Task brief - From the forum thread about login trouble, transcribe everything from "Yep, fairly sure" down to "but thank you." word for word.

Document extract section start

# logging in but not being logged in



## Crothian (Aug 30, 2003)

Some people have been having trouble logging in.  They log in, get the thank you for logging in screen, and then the message boards load and they are not logged in.  Any ideas to help them?


----------



## Morrus (Aug 30, 2003)

Crothian said:
			
		

> Some people have been having trouble logging in. They log in, get the thank you for logging in screen, and then the message boards load and they are not logged in. Any ideas to help them?




Yeah, I had that problem at first.  Here's how I fixed it (note that the cookie settings have changed in the last 24 hours, so if people tried this before and it didn't work, they should try again):

1.  Delete all cookies.
2.  Ensure you are using the http://enworld.org/forums/index.php URL, not enworld.cyberstreet.com.

It solved the problem for me.


----------



## Sir Osis of Liver (Aug 30, 2003)

That did it.  

Thanks Morrus.


----------



## Crothian (Aug 30, 2003)

Cool, thanks Morrus.


----------



## Blacksway (Aug 31, 2003)

Yep, fairly sure in most cases it will be that second one. the boards don't like me logging in at cyberstreet.com either but the www.enworld.org url is fine.


----------



## Dinkeldog (Aug 31, 2003)

I don't know who changed something Admin-ishly between last night and this afternoon, but thank you.

The cookie thing and changing urls was not helping me.  At least not until today.


----------



## Angcuru (Sep 1, 2003)

Hey, finally I get logged in.

Document extract section end
Given records section start

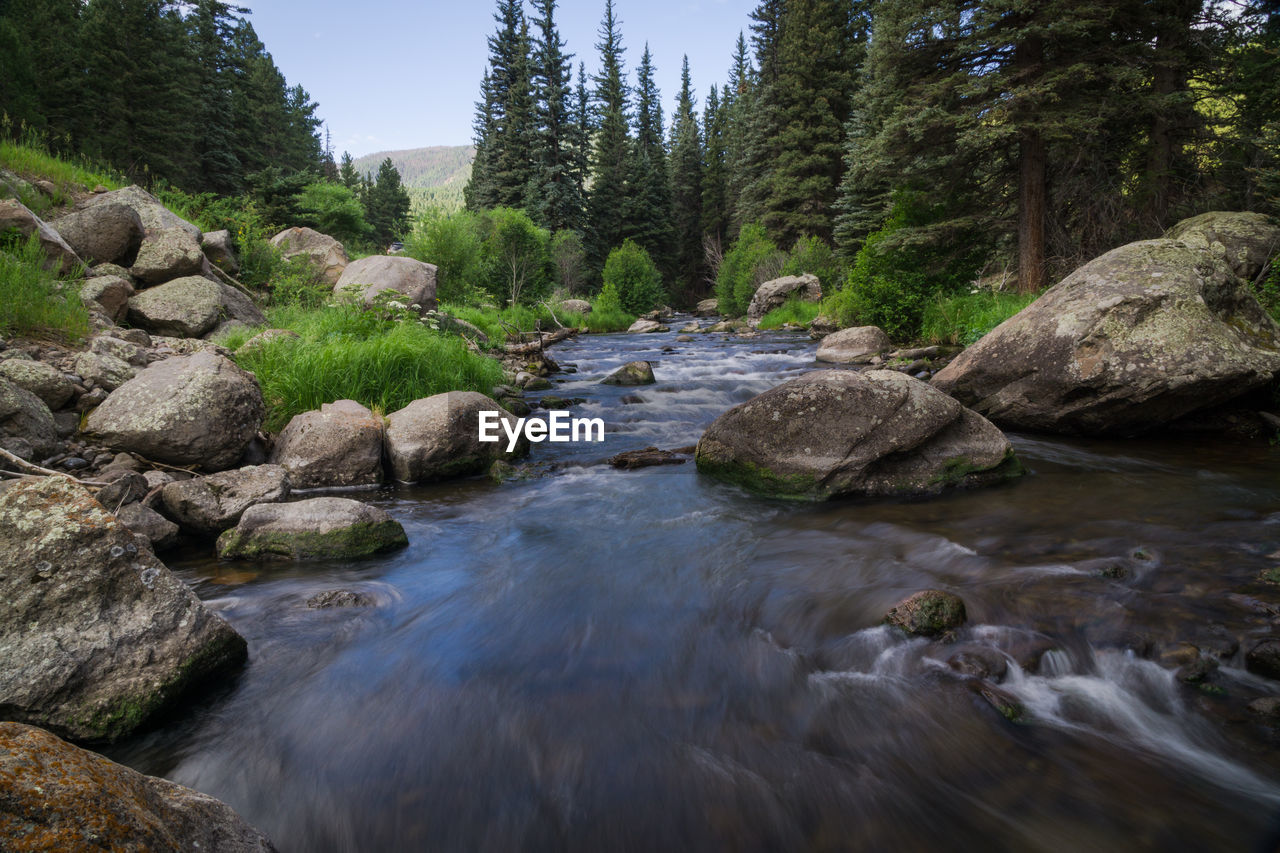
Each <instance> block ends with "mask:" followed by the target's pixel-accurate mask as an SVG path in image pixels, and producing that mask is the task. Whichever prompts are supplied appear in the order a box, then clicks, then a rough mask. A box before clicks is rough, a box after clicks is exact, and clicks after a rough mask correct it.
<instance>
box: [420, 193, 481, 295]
mask: <svg viewBox="0 0 1280 853" xmlns="http://www.w3.org/2000/svg"><path fill="white" fill-rule="evenodd" d="M480 228H481V223H480V216H477V215H476V214H474V213H471V211H468V210H457V211H453V213H445V211H443V210H440V209H439V207H434V209H430V210H428V211H426V213H424V214H422V215H421V216H420V218H419V220H417V224H416V225H415V228H413V231H412V233H410V236H408V237H407V238H406V240H404V252H406V254H407V255H408V256H410V257H416V259H417V260H420V261H425V263H428V264H435V268H436V270H435V295H436V298H438V300H439V301H440V302H456V304H471V302H479V301H480V300H481V297H483V293H484V289H483V286H484V283H485V280H486V279H488V277H489V274H488V272H486V266H485V254H484V238H483V237H481V233H480Z"/></svg>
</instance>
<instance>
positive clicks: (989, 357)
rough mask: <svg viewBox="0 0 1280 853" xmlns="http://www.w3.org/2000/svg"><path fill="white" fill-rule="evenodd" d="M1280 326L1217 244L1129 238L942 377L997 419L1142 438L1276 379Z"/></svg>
mask: <svg viewBox="0 0 1280 853" xmlns="http://www.w3.org/2000/svg"><path fill="white" fill-rule="evenodd" d="M1277 370H1280V327H1277V325H1276V323H1275V321H1274V320H1272V319H1271V318H1270V316H1267V314H1266V311H1263V310H1262V307H1261V306H1260V305H1258V301H1257V298H1254V296H1253V293H1252V291H1251V288H1249V286H1248V284H1245V283H1244V282H1242V280H1240V279H1239V278H1236V277H1235V274H1234V273H1233V272H1231V268H1230V266H1228V264H1226V263H1225V261H1224V260H1222V259H1221V257H1217V256H1215V255H1213V254H1212V252H1208V251H1204V250H1202V248H1194V247H1190V246H1187V245H1184V243H1181V242H1178V241H1172V240H1148V241H1142V242H1137V243H1129V245H1126V246H1121V247H1119V248H1115V250H1112V251H1110V252H1107V254H1105V255H1102V256H1101V257H1097V259H1094V260H1092V261H1089V263H1088V264H1085V265H1084V266H1082V268H1080V269H1078V270H1075V272H1074V273H1071V274H1070V275H1068V277H1066V278H1065V279H1062V280H1061V282H1060V283H1059V284H1056V286H1053V287H1052V288H1050V289H1048V291H1047V292H1046V293H1044V295H1043V296H1041V297H1039V298H1038V300H1036V301H1034V302H1032V304H1030V305H1029V306H1028V307H1025V309H1023V310H1021V311H1020V313H1019V314H1016V315H1015V316H1012V318H1010V319H1009V320H1006V321H1005V323H1002V324H1001V325H998V327H996V329H993V330H992V332H991V333H988V334H987V336H986V337H983V338H982V339H980V341H978V342H977V343H975V345H973V346H972V347H969V348H968V350H965V351H964V352H961V353H960V355H959V356H957V357H956V359H955V360H954V361H951V364H948V365H947V366H946V368H943V369H942V370H940V371H938V374H937V375H936V377H934V378H933V387H934V388H938V389H941V391H945V392H946V393H948V394H951V396H954V397H955V398H956V400H959V401H960V402H963V403H965V405H966V406H972V407H973V409H974V410H977V411H979V412H982V414H983V415H986V416H987V418H989V419H991V420H993V421H996V423H997V424H1001V425H1005V427H1010V428H1014V429H1032V430H1043V432H1053V433H1073V434H1087V435H1105V434H1120V435H1126V434H1135V433H1142V432H1146V430H1151V429H1155V428H1158V427H1164V425H1166V424H1169V423H1170V421H1172V420H1175V419H1178V418H1181V416H1183V415H1188V414H1190V412H1193V411H1197V410H1199V409H1206V407H1210V406H1216V405H1219V403H1224V402H1228V401H1229V400H1233V398H1235V397H1238V396H1240V394H1243V393H1245V392H1248V391H1252V389H1253V388H1257V387H1260V386H1263V384H1266V383H1267V382H1270V380H1271V378H1272V377H1274V375H1275V374H1276V371H1277Z"/></svg>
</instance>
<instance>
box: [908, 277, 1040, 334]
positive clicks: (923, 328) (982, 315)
mask: <svg viewBox="0 0 1280 853" xmlns="http://www.w3.org/2000/svg"><path fill="white" fill-rule="evenodd" d="M1037 296H1039V295H1038V293H1005V292H1001V291H978V292H977V293H960V295H956V296H945V297H937V298H934V300H933V301H932V302H929V304H927V305H925V306H924V315H923V320H922V324H920V336H922V337H923V338H924V339H925V341H927V342H929V343H943V345H959V346H969V345H970V343H975V342H977V341H978V339H979V338H980V337H982V336H984V334H987V333H988V332H991V330H992V329H995V328H996V327H997V325H1000V324H1001V323H1004V321H1005V320H1007V319H1009V318H1011V316H1012V315H1015V314H1018V313H1019V311H1021V310H1023V309H1024V307H1027V306H1028V305H1030V304H1032V302H1034V301H1036V297H1037Z"/></svg>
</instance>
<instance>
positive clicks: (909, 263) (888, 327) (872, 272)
mask: <svg viewBox="0 0 1280 853" xmlns="http://www.w3.org/2000/svg"><path fill="white" fill-rule="evenodd" d="M940 215H941V211H940V210H937V209H936V207H928V206H925V205H923V204H920V202H919V201H918V200H916V199H915V197H914V196H911V195H910V193H899V195H897V196H896V199H895V204H893V210H892V213H891V214H890V216H888V220H887V222H886V223H884V227H883V228H881V229H879V231H878V232H876V233H873V234H870V236H868V237H867V241H865V242H864V243H863V247H861V248H860V250H859V251H858V256H856V257H855V259H854V268H852V269H851V270H850V272H849V279H847V280H846V283H845V287H844V289H841V291H838V292H836V293H835V295H832V296H831V297H828V298H827V300H826V301H824V302H823V313H824V314H827V315H828V316H829V318H831V319H832V320H835V321H836V323H837V324H838V325H841V327H849V325H878V327H879V328H882V329H883V330H884V332H886V334H888V336H890V337H891V338H895V339H908V338H911V337H915V336H916V334H919V332H920V319H922V316H923V314H924V307H925V305H928V304H929V301H931V300H933V298H934V297H936V296H938V295H943V296H946V295H950V293H955V292H956V291H957V289H960V288H961V287H964V286H966V284H968V283H969V282H972V280H973V279H974V278H975V277H977V274H978V270H979V269H980V265H982V261H980V255H982V250H980V245H979V243H977V242H974V243H972V248H970V250H969V251H966V252H963V254H959V255H956V254H954V252H948V254H942V252H940V251H937V250H934V248H931V247H927V246H918V245H910V243H905V242H901V241H897V240H895V236H896V234H897V232H902V231H904V229H908V228H918V227H920V225H925V224H928V223H929V222H933V220H936V219H937V218H938V216H940Z"/></svg>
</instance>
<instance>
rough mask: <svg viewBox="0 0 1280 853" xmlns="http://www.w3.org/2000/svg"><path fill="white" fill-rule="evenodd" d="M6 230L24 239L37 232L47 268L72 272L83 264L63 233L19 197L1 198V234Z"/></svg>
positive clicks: (26, 238)
mask: <svg viewBox="0 0 1280 853" xmlns="http://www.w3.org/2000/svg"><path fill="white" fill-rule="evenodd" d="M6 231H15V232H18V234H19V236H20V237H22V238H23V240H28V238H29V237H31V236H32V234H36V237H37V240H38V241H40V248H41V251H44V252H45V259H46V260H47V268H49V269H52V270H56V272H59V273H70V272H73V270H76V269H77V268H78V266H79V265H81V259H79V255H77V254H76V250H74V248H72V247H70V246H69V245H68V243H67V241H65V240H63V237H61V234H59V233H58V232H56V231H54V229H52V228H51V227H50V225H49V223H46V222H45V220H44V219H41V218H40V216H37V215H36V214H33V213H31V211H29V210H28V209H27V206H26V205H23V204H22V202H20V201H18V200H17V199H0V234H3V233H4V232H6Z"/></svg>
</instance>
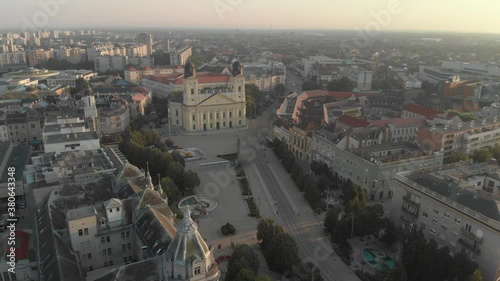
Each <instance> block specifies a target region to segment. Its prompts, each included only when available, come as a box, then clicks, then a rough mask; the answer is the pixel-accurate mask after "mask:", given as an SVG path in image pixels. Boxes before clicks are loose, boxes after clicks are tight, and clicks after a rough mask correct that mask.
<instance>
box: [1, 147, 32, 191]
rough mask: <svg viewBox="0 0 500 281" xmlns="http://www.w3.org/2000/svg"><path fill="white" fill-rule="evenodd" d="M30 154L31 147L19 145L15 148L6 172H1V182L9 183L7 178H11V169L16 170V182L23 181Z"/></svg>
mask: <svg viewBox="0 0 500 281" xmlns="http://www.w3.org/2000/svg"><path fill="white" fill-rule="evenodd" d="M0 152H1V150H0ZM2 154H3V153H2ZM29 154H30V146H29V145H18V146H15V147H13V148H12V152H11V153H10V155H9V159H8V160H7V166H6V167H5V170H3V171H0V172H1V173H2V177H1V179H0V182H7V178H8V177H9V174H8V173H9V171H8V168H9V167H14V168H16V172H15V175H14V177H15V178H16V181H19V180H21V179H22V178H23V171H24V167H25V166H26V163H27V162H28V158H29Z"/></svg>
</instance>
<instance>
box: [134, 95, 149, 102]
mask: <svg viewBox="0 0 500 281" xmlns="http://www.w3.org/2000/svg"><path fill="white" fill-rule="evenodd" d="M145 98H146V96H145V95H143V94H136V95H134V96H133V97H132V99H133V100H134V101H139V102H140V101H143V100H144V99H145Z"/></svg>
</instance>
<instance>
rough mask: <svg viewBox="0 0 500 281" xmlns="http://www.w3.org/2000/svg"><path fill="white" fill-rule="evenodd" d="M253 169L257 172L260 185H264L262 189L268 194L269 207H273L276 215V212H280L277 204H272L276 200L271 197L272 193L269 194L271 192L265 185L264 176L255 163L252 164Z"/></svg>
mask: <svg viewBox="0 0 500 281" xmlns="http://www.w3.org/2000/svg"><path fill="white" fill-rule="evenodd" d="M252 167H253V169H254V170H255V173H256V174H257V177H258V178H259V181H260V184H261V185H262V189H264V193H265V194H266V197H267V202H268V203H269V205H271V208H273V210H274V213H275V214H276V212H277V211H278V210H277V209H276V204H272V202H275V201H276V200H274V199H273V197H272V196H271V193H269V190H268V189H267V185H266V184H265V182H264V180H263V179H262V175H261V174H260V171H259V169H258V168H257V166H255V163H253V164H252Z"/></svg>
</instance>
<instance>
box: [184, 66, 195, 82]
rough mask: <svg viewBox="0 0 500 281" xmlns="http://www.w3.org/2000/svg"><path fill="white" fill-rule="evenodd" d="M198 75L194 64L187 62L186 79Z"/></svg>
mask: <svg viewBox="0 0 500 281" xmlns="http://www.w3.org/2000/svg"><path fill="white" fill-rule="evenodd" d="M195 75H196V68H195V66H194V64H193V63H191V62H187V63H186V65H185V66H184V78H189V77H194V76H195Z"/></svg>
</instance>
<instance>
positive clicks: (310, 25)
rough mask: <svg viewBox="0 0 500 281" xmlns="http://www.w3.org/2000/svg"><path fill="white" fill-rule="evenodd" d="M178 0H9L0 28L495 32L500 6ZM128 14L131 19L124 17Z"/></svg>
mask: <svg viewBox="0 0 500 281" xmlns="http://www.w3.org/2000/svg"><path fill="white" fill-rule="evenodd" d="M183 3H184V5H174V4H171V3H165V2H164V1H159V0H149V1H146V3H144V2H140V3H137V4H135V3H130V4H128V5H123V2H119V1H117V0H109V1H106V2H98V1H96V0H89V1H85V2H77V1H72V0H48V1H39V2H36V3H31V4H28V3H25V2H13V3H10V4H9V9H2V11H0V26H2V28H3V29H12V30H20V29H24V30H29V29H37V30H42V29H54V28H56V29H61V28H103V27H108V28H117V27H121V28H128V27H130V28H139V29H143V30H146V29H148V28H155V29H156V28H162V27H164V28H195V29H196V28H214V29H271V28H272V29H323V30H370V31H372V32H374V33H375V32H377V31H429V32H466V33H498V30H500V21H498V20H496V18H495V11H497V10H499V9H500V3H498V2H494V1H490V0H486V1H481V2H473V1H469V0H461V1H453V2H452V1H448V0H447V1H441V2H438V3H436V2H431V1H430V0H422V1H413V0H385V1H379V0H377V1H371V2H369V3H366V2H363V1H361V0H356V1H351V2H349V3H346V2H341V1H326V0H317V1H315V2H314V3H315V5H311V2H307V1H304V0H294V1H288V2H284V1H281V0H280V1H273V2H265V1H263V0H254V1H247V0H210V1H197V0H186V1H184V2H183ZM193 7H196V8H193ZM13 11H14V12H13ZM110 11H112V13H110ZM131 11H133V12H134V14H130V12H131ZM110 14H111V15H110ZM255 15H258V17H256V16H255ZM89 19H92V21H91V22H89ZM472 23H473V24H472Z"/></svg>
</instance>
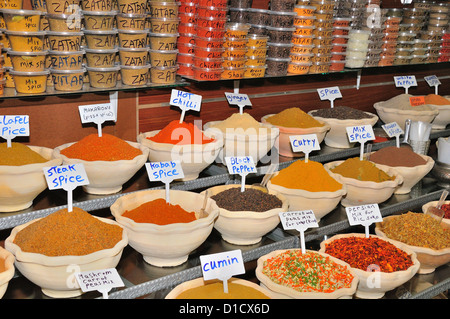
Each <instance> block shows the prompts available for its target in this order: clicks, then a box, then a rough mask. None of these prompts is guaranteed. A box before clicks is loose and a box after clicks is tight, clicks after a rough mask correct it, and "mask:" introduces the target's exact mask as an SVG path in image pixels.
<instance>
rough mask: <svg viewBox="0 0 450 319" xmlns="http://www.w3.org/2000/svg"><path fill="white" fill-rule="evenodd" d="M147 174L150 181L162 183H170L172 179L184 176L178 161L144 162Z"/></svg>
mask: <svg viewBox="0 0 450 319" xmlns="http://www.w3.org/2000/svg"><path fill="white" fill-rule="evenodd" d="M145 168H146V169H147V174H148V177H149V179H150V181H152V182H156V181H160V182H163V183H170V182H171V181H173V180H174V179H179V178H183V177H184V172H183V168H182V167H181V163H180V161H178V160H176V161H167V162H150V163H145Z"/></svg>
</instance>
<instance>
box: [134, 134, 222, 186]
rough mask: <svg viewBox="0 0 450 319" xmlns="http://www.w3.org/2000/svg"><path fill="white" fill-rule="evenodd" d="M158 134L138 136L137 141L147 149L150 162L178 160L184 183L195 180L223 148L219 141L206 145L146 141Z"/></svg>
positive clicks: (202, 144)
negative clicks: (176, 144)
mask: <svg viewBox="0 0 450 319" xmlns="http://www.w3.org/2000/svg"><path fill="white" fill-rule="evenodd" d="M158 132H159V130H157V131H151V132H147V133H142V134H139V135H138V137H137V141H138V143H141V144H142V145H143V146H145V147H147V148H149V150H150V152H149V154H148V158H149V160H150V162H167V161H174V160H179V161H180V163H181V167H182V168H183V173H184V178H182V179H181V180H184V181H187V180H193V179H196V178H197V177H198V175H199V174H200V172H201V171H203V170H204V169H205V168H206V167H208V166H209V165H210V164H211V163H213V162H214V160H215V159H216V157H217V155H218V154H219V151H220V150H221V149H222V146H223V141H222V140H221V139H217V140H215V141H213V142H211V143H206V144H189V145H174V144H169V143H158V142H154V141H151V140H149V139H148V137H152V136H155V135H156V134H158ZM205 135H207V134H205Z"/></svg>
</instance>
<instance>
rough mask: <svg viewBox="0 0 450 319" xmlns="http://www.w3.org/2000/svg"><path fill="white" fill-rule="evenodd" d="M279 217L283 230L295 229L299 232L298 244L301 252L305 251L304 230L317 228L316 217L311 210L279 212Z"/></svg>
mask: <svg viewBox="0 0 450 319" xmlns="http://www.w3.org/2000/svg"><path fill="white" fill-rule="evenodd" d="M278 215H279V216H280V221H281V224H282V225H283V229H285V230H288V229H295V230H298V231H299V232H300V244H301V248H302V252H303V253H304V252H305V250H306V247H305V230H307V229H308V228H311V227H319V225H318V224H317V220H316V216H315V215H314V212H313V211H312V210H302V211H293V212H281V213H279V214H278Z"/></svg>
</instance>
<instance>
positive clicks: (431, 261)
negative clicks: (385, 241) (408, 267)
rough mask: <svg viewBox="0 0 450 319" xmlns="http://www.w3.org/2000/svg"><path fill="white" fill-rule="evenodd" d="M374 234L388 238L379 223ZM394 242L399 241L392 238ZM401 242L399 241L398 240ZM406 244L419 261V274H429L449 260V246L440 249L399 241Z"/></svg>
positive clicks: (390, 216)
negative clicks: (425, 246) (419, 246)
mask: <svg viewBox="0 0 450 319" xmlns="http://www.w3.org/2000/svg"><path fill="white" fill-rule="evenodd" d="M396 217H397V216H395V215H393V216H387V217H384V218H383V220H384V221H386V220H389V219H390V218H396ZM375 234H377V235H378V236H380V237H384V238H389V237H388V236H387V235H386V234H385V233H384V232H383V231H382V230H381V229H380V223H376V225H375ZM393 241H395V242H399V241H396V240H393ZM399 243H401V242H399ZM401 244H403V245H405V246H407V247H408V248H409V249H410V250H412V251H414V252H415V253H416V255H417V259H418V260H419V262H420V268H419V271H418V273H419V274H429V273H432V272H434V270H435V269H436V268H437V267H439V266H442V265H445V264H446V263H448V262H450V247H448V248H445V249H440V250H434V249H431V248H425V247H418V246H411V245H407V244H405V243H401Z"/></svg>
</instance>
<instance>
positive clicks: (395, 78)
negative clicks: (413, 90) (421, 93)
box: [394, 75, 417, 94]
mask: <svg viewBox="0 0 450 319" xmlns="http://www.w3.org/2000/svg"><path fill="white" fill-rule="evenodd" d="M394 82H395V86H396V87H403V88H405V93H406V94H408V89H409V88H410V87H411V86H417V81H416V77H415V76H414V75H404V76H394Z"/></svg>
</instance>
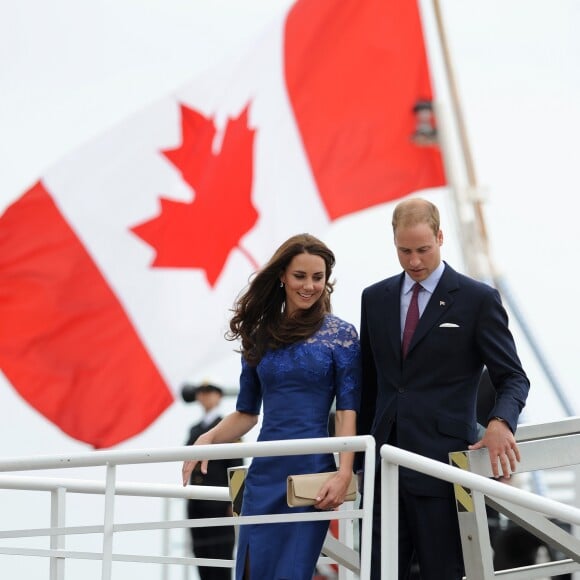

Given records section end

Reply to the exercise -
Yep, fairly sure in most cases it will be that second one. the boards don't like me logging in at cyberstreet.com either but the www.enworld.org url is fine.


----------



## Dinkeldog (Aug 31, 2003)

I don't know who changed something Admin-ishly between last night and this afternoon, but thank you.